[Document text]
If, instead, multiple answers are allowed, the question information is
encoded in a two-digit decimal value that represents a little-endian
``binary'' encoding of the bubbled answers. That is, each answer has a
numeric value ($2^0$ = A, $2^1$ = B, \ldots, $2^4$ = E) and the
question value is the sum of all selected answer values. The data file
then contains lines like:
\begin{verbatim}
721000001001120412001Y  5380     1    N DEVILLE   R993502067   RDEVILLE 080412
721000002001120412001Y  5380     1    N WEST      M795969582   MWEST    021601
\end{verbatim}
Here student \verb+RDEVILLE+ answered D for question 1 (08 = $2^3$ =
D), C for question 2 (04 = $2^2$ = C), and both C and D for question 3
(12 = $2^2 + 2^3$ = C + D).

The actual file sent from the scanning office should be renamed to
\verb+scantron.dat+. The particular parsing is controlled by the
variable \verb+MULTIPLE_ANSWERS_PER_QUESTION+; this variable only
controls the parsing of \verb+scantron.dat+.

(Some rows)
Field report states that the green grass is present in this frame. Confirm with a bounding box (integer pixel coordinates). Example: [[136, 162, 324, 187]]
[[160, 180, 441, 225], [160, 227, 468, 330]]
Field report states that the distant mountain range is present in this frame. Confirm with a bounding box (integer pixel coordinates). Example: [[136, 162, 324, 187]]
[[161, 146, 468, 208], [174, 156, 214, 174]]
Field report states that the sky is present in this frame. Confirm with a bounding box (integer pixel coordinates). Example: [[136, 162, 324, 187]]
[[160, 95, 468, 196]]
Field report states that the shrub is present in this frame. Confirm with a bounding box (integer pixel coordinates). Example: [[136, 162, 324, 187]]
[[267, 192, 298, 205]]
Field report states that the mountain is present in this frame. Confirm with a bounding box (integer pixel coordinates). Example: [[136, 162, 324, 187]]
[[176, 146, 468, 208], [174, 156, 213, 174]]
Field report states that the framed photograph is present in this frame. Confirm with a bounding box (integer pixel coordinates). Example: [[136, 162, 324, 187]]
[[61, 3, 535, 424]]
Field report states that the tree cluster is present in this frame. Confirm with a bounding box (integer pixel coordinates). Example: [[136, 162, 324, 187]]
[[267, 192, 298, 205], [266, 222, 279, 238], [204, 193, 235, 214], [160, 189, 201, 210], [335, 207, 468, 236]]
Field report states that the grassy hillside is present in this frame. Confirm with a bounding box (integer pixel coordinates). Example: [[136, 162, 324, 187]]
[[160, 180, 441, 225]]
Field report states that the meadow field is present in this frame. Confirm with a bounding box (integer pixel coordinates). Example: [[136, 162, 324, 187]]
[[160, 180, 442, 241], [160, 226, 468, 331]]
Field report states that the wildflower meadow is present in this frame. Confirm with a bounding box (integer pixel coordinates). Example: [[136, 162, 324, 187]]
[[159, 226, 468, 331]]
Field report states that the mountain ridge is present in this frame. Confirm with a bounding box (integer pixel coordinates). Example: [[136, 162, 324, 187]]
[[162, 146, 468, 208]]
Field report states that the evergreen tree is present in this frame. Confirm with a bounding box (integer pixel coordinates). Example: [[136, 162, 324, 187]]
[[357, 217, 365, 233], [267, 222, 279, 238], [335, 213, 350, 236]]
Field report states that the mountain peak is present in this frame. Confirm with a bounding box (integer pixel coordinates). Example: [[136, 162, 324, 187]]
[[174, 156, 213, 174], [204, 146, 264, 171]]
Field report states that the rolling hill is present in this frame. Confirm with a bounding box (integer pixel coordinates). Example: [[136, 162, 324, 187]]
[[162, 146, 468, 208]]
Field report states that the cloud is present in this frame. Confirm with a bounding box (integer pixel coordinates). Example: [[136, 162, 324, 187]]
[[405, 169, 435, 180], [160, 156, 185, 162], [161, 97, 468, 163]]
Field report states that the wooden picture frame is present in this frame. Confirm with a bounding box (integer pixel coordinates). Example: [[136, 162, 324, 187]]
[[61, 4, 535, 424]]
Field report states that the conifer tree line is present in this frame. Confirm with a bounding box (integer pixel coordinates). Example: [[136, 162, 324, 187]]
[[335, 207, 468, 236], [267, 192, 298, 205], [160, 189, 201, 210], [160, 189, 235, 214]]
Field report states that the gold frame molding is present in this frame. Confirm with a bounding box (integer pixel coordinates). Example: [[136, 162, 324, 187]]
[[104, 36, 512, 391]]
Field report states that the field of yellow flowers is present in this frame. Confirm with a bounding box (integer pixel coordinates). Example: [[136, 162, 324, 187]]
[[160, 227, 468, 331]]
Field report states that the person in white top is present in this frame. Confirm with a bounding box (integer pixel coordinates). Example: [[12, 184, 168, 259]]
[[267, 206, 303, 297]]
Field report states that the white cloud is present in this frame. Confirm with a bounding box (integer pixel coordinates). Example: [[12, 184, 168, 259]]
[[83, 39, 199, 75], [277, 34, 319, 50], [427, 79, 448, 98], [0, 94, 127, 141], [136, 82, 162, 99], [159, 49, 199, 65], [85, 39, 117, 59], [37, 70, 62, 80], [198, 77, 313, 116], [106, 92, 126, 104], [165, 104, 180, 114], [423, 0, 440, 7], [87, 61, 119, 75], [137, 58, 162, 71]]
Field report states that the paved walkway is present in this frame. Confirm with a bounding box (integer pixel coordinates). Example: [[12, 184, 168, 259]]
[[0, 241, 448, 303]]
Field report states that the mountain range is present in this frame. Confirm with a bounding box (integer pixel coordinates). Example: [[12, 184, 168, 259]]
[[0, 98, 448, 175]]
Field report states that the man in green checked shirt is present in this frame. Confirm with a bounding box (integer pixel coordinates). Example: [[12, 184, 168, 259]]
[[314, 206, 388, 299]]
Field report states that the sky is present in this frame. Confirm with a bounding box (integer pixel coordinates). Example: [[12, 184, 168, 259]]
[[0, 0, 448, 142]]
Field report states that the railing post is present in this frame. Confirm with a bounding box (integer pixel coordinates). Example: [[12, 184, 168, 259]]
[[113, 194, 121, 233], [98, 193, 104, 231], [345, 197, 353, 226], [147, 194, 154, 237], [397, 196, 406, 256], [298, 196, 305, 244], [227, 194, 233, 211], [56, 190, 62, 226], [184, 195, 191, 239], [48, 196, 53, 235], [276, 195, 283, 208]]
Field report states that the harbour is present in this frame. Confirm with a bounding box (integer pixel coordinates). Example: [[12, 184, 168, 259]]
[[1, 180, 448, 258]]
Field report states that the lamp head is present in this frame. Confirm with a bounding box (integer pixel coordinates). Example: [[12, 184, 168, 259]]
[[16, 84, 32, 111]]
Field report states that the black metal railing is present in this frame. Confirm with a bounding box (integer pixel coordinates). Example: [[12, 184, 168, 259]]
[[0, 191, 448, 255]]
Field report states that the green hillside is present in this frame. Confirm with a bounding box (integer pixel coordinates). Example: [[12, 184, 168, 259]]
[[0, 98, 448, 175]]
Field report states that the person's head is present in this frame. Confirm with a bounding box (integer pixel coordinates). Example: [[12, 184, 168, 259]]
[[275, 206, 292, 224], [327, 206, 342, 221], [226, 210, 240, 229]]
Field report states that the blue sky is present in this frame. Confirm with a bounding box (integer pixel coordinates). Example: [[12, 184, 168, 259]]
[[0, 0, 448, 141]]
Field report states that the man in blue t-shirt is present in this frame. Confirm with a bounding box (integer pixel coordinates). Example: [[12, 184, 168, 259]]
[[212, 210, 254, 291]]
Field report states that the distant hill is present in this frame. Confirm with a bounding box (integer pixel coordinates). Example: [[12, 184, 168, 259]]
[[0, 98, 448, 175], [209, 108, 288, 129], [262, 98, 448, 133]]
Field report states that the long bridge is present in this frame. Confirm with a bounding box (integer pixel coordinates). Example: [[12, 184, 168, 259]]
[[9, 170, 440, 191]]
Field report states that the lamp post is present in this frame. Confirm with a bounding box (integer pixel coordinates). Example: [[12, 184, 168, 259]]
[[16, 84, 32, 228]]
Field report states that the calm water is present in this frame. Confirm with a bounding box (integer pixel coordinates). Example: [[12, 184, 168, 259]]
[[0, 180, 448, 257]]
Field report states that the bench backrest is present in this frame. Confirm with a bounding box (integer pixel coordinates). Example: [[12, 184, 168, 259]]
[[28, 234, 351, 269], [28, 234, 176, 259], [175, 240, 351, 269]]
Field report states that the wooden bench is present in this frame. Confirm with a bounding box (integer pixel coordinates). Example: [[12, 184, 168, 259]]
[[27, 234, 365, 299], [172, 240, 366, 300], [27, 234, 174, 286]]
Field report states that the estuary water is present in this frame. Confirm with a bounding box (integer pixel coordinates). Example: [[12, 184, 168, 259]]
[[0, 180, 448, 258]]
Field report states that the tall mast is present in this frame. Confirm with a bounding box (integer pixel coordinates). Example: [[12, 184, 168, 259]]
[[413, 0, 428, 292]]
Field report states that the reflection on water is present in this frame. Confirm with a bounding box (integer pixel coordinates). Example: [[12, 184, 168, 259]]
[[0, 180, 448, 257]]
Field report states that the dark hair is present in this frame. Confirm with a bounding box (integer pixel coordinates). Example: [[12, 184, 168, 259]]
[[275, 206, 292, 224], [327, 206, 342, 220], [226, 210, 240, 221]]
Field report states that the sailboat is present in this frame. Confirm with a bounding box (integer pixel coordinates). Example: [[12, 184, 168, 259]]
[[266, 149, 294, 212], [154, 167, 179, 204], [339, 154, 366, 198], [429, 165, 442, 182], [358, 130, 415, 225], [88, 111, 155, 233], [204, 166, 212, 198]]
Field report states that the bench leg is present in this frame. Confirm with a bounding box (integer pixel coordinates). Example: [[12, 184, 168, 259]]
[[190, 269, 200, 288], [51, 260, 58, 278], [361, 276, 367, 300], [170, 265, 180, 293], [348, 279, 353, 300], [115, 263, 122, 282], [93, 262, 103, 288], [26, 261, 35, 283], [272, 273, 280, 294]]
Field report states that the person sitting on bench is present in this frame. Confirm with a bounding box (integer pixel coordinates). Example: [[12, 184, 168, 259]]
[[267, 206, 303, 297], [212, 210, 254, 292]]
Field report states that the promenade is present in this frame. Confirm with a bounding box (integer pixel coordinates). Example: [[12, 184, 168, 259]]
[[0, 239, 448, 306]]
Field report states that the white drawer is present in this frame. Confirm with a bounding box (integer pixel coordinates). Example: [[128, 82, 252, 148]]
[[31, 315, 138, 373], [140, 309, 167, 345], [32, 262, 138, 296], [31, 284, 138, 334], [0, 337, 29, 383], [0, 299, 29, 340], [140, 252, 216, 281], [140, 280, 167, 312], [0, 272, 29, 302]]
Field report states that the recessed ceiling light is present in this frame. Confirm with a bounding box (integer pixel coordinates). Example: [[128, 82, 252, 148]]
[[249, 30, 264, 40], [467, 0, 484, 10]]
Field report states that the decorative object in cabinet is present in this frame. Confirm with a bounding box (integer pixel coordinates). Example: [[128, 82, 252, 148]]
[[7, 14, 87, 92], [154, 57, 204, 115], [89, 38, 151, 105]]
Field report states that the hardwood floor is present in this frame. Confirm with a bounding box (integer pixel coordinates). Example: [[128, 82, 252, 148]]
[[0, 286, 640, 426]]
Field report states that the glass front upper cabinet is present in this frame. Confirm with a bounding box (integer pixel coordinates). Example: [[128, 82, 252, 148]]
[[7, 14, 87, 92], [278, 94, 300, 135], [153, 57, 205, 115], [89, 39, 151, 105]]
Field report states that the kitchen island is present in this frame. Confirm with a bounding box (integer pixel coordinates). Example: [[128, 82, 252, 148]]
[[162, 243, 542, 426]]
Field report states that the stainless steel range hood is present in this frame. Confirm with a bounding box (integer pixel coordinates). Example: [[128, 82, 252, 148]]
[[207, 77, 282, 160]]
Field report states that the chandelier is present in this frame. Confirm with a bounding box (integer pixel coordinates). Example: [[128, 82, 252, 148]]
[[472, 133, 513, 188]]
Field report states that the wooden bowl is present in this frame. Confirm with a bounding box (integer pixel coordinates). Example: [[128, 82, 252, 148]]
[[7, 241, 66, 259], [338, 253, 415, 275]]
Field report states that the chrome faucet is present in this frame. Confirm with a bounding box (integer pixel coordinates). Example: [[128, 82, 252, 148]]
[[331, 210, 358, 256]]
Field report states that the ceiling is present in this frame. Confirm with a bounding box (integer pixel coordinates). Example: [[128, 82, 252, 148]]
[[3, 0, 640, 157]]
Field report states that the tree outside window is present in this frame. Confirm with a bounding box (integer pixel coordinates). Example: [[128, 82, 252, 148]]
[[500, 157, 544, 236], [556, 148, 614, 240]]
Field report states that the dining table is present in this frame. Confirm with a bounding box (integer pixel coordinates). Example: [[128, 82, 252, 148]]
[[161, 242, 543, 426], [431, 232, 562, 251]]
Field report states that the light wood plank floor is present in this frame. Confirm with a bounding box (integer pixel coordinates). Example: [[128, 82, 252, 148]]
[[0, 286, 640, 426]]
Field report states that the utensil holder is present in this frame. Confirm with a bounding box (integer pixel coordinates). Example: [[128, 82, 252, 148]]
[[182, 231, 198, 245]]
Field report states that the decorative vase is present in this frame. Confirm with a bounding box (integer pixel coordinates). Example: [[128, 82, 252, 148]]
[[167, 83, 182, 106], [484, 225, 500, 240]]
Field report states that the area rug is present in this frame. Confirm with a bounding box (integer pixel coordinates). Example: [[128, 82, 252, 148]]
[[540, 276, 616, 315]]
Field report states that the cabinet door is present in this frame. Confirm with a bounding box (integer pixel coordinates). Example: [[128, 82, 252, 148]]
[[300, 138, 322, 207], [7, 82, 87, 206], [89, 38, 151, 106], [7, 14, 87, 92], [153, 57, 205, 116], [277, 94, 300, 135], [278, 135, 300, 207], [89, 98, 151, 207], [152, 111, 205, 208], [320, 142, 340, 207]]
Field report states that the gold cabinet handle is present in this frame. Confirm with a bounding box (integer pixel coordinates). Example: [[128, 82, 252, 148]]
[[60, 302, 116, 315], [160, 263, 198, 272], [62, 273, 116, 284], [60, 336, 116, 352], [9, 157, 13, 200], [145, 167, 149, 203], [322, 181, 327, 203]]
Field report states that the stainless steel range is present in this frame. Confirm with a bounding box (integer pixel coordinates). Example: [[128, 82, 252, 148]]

[Written task]
Reproduce verbatim everything in the text on scanned answer-sheet encoding, from "If, instead, multiple" down to "(12 = $2^2 + 2^3$ = C + D).". These rows were drawn from a separate source.

[Solution for this task]
If, instead, multiple answers are allowed, the question information is
encoded in a two-digit decimal value that represents a little-endian
``binary'' encoding of the bubbled answers. That is, each answer has a
numeric value ($2^0$ = A, $2^1$ = B, \ldots, $2^4$ = E) and the
question value is the sum of all selected answer values. The data file
then contains lines like:
\begin{verbatim}
721000001001120412001Y  5380     1    N DEVILLE   R993502067   RDEVILLE 080412
721000002001120412001Y  5380     1    N WEST      M795969582   MWEST    021601
\end{verbatim}
Here student \verb+RDEVILLE+ answered D for question 1 (08 = $2^3$ =
D), C for question 2 (04 = $2^2$ = C), and both C and D for question 3
(12 = $2^2 + 2^3$ = C + D).